Start of Selection

Citizenship or nationality is the essential link between an individual and the State. Establishing and preserving an individual’s right to nationality is a necessary prerequisite for the expansion and enforcement of all other human rights. Stateless persons have an equal right to protection before the law, not to be arbitrarily arrested, subjected to inhumane treatment or torture, denied due process, subjected to forced labour or returned to a place where they would be persecuted. International human rights instruments accord to stateless persons equal rights to marriage, freedom of belief, expression, religion and most other economic, social and cultural rights.
Nevertheless, in practice, statelessness is often accompanied by the deprivation of a host of basic rights and discriminatory treatment, particularly with respect to labour rights, freedom of movement and property rights. According to the former UN Special Rapporteur on the Rights of Non-citizens:
There is a large gap between the rights that international human rights law guarantee to non-citizens and the realities they must face. In many countries there are institutional and endemic problems confronting non-citizens. The situation, however, has worsened as several countries have detained or otherwise violated the rights of non-citizens in response to fears of terrorism. Continued discriminatory treatment of non-citizens demonstrates the need for clear, comprehensive standards governing the rights of non-citizen, their implementation by States, and more effective monitoring of compliance.
An indication of how little attention the international community accords to non-citizens generally, or stateless persons in particular, is that the mandate of the UN Special Rapporteur on Non-citizens was not renewed when it expired April 2004, largely because the Special Rapporteur had completed his study and renewal of his mandate would have meant creating a more active, monitoring role.

End of Selection

Instructions for the task ▸
Retype everything in the statelessness text from "Citizenship or nationality" down to "and cultural rights.", matching its wording and punctuation. The rows below were drawn from a different source than the statelessness text.

Start of Listing

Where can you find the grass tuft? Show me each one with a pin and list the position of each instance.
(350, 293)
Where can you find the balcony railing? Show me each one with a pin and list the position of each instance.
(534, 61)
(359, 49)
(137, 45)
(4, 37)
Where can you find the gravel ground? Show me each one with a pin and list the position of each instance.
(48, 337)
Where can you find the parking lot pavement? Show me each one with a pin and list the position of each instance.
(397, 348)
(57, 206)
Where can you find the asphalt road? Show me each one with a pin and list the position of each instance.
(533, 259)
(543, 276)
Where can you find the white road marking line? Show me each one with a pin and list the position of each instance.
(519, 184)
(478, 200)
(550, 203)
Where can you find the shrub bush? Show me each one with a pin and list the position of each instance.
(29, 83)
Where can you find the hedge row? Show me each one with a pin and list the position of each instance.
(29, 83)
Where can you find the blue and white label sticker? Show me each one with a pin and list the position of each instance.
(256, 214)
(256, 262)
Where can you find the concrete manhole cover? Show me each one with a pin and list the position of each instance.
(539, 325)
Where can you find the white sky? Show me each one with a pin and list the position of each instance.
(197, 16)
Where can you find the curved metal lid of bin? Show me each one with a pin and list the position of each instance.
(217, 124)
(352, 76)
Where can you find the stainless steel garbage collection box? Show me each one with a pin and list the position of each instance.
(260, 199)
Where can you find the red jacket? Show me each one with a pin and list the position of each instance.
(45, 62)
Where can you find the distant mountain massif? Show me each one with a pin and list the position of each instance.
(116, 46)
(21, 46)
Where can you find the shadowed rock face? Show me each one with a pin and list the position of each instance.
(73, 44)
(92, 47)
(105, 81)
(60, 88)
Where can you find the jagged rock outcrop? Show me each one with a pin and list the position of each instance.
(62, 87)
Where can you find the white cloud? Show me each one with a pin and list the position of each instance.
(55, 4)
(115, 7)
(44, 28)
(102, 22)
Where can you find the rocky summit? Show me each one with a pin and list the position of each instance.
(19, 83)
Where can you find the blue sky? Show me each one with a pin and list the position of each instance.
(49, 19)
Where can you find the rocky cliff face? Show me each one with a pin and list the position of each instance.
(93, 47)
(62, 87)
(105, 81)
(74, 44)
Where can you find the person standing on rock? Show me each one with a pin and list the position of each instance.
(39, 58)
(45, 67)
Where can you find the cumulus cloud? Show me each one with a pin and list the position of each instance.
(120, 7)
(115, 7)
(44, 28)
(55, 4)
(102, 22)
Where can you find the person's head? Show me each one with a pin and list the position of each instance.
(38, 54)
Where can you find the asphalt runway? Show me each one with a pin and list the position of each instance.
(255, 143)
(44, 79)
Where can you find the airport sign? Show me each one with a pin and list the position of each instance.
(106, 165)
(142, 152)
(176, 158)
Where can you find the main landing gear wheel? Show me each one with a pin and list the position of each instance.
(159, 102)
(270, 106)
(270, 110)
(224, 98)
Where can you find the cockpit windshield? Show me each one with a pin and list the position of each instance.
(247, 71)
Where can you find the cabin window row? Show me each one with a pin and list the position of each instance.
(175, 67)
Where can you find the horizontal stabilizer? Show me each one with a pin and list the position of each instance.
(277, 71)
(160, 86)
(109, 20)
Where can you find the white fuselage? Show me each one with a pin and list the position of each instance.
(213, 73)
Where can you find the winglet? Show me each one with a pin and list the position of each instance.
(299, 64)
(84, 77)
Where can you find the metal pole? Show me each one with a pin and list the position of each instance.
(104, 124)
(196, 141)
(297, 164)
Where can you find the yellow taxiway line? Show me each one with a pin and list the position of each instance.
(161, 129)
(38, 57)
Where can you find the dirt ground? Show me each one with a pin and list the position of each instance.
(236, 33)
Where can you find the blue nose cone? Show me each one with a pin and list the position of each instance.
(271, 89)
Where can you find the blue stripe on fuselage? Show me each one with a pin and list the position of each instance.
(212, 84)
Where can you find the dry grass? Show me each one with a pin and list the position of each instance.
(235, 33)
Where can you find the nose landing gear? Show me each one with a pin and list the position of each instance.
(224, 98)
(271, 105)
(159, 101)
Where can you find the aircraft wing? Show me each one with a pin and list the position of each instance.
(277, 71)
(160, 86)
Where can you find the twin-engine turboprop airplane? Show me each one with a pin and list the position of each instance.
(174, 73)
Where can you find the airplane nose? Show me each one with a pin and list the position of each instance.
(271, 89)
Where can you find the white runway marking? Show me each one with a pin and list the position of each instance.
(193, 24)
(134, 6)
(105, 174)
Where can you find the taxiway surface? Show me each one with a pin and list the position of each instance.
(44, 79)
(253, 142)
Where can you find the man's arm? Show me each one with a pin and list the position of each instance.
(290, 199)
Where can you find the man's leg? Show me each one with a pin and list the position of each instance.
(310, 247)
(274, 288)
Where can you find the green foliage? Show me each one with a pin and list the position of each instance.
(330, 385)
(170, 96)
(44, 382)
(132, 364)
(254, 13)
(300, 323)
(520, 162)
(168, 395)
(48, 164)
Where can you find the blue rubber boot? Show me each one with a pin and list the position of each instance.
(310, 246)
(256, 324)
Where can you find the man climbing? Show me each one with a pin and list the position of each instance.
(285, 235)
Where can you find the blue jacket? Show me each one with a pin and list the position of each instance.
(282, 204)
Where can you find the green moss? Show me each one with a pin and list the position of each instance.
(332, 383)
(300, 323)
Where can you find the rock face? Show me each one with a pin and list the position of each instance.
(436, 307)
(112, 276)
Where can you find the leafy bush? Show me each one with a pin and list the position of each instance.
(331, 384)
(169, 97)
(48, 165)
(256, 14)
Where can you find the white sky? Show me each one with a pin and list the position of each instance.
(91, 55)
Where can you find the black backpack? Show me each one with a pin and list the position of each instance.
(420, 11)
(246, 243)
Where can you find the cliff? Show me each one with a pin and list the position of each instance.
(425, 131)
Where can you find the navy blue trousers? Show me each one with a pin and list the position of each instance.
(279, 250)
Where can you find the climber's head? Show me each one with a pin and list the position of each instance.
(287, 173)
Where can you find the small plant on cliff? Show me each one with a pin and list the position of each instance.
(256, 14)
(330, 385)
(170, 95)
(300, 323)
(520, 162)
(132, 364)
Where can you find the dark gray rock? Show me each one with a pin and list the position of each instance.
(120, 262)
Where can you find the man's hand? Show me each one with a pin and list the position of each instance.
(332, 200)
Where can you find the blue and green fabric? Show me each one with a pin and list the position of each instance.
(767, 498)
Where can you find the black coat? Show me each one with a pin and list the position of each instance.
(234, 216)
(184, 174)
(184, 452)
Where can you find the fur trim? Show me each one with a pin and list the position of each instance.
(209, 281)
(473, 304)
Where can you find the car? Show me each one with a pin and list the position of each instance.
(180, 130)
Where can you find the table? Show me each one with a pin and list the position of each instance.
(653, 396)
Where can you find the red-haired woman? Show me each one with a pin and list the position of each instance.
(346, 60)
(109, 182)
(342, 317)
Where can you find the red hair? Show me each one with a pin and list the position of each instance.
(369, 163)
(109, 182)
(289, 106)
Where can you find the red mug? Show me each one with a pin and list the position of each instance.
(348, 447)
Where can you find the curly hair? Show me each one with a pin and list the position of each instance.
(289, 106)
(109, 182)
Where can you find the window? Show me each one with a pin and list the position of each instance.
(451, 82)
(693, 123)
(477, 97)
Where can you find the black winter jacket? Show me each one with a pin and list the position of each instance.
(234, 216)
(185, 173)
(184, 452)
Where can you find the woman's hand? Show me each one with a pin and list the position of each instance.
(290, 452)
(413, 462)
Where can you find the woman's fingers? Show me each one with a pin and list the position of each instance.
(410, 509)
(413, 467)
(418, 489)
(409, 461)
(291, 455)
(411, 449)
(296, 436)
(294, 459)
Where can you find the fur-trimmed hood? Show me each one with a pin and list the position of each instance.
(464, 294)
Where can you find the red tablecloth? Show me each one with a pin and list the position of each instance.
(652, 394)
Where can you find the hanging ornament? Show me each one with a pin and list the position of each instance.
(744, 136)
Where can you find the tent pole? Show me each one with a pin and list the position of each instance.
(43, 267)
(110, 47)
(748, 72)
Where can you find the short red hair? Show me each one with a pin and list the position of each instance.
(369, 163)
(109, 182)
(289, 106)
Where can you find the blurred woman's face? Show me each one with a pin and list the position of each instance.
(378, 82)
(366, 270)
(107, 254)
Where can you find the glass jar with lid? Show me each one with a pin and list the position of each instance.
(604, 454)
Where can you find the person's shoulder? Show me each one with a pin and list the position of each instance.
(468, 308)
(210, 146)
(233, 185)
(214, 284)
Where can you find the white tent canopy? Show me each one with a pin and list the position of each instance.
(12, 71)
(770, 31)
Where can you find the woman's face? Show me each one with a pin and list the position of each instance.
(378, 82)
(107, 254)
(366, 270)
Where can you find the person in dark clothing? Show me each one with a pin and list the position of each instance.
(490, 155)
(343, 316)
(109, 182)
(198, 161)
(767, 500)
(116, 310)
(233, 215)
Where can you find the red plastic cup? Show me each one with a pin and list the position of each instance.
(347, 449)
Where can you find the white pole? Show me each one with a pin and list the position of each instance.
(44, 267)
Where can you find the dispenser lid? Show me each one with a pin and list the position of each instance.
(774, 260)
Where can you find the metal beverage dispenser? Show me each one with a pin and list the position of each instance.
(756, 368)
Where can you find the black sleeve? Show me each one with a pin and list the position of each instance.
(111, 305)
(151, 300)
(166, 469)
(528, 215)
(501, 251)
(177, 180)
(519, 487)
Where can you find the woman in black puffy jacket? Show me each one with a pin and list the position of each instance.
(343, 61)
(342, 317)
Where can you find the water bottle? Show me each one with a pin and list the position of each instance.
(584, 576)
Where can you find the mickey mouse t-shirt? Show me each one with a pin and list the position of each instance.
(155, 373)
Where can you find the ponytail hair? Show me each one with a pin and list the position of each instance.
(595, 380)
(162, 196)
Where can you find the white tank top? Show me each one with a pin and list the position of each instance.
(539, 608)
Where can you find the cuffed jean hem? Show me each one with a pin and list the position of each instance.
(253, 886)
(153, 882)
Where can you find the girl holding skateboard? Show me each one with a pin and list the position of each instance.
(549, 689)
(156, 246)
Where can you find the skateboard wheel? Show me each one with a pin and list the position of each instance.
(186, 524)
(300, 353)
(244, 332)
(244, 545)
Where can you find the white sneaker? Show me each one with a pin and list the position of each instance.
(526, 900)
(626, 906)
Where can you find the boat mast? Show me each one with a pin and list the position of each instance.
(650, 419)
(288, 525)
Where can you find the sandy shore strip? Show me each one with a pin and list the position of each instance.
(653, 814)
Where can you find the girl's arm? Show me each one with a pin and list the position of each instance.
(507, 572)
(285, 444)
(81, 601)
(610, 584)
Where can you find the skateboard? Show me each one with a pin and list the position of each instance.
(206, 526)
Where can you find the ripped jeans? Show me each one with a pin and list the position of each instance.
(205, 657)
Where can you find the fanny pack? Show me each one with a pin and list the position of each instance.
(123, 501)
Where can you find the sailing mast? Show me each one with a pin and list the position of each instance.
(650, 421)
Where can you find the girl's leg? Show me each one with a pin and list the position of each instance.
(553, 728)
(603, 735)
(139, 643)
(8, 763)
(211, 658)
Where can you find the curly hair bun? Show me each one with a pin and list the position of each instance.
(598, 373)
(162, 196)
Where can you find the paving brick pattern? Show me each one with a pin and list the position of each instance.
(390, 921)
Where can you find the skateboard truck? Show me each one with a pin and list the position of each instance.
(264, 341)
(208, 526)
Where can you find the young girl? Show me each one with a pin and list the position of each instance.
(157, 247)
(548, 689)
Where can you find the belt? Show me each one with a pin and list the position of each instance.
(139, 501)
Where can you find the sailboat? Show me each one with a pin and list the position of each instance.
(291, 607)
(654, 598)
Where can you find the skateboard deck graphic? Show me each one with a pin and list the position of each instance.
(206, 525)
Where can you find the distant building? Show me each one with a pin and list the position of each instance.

End of Listing

Output below ▸
Citizenship or nationality is the essential link between an individual and the State. Establishing and preserving an individual’s right to nationality is a necessary prerequisite for the expansion and enforcement of all other human rights. Stateless persons have an equal right to protection before the law, not to be arbitrarily arrested, subjected to inhumane treatment or torture, denied due process, subjected to forced labour or returned to a place where they would be persecuted. International human rights instruments accord to stateless persons equal rights to marriage, freedom of belief, expression, religion and most other economic, social and cultural rights.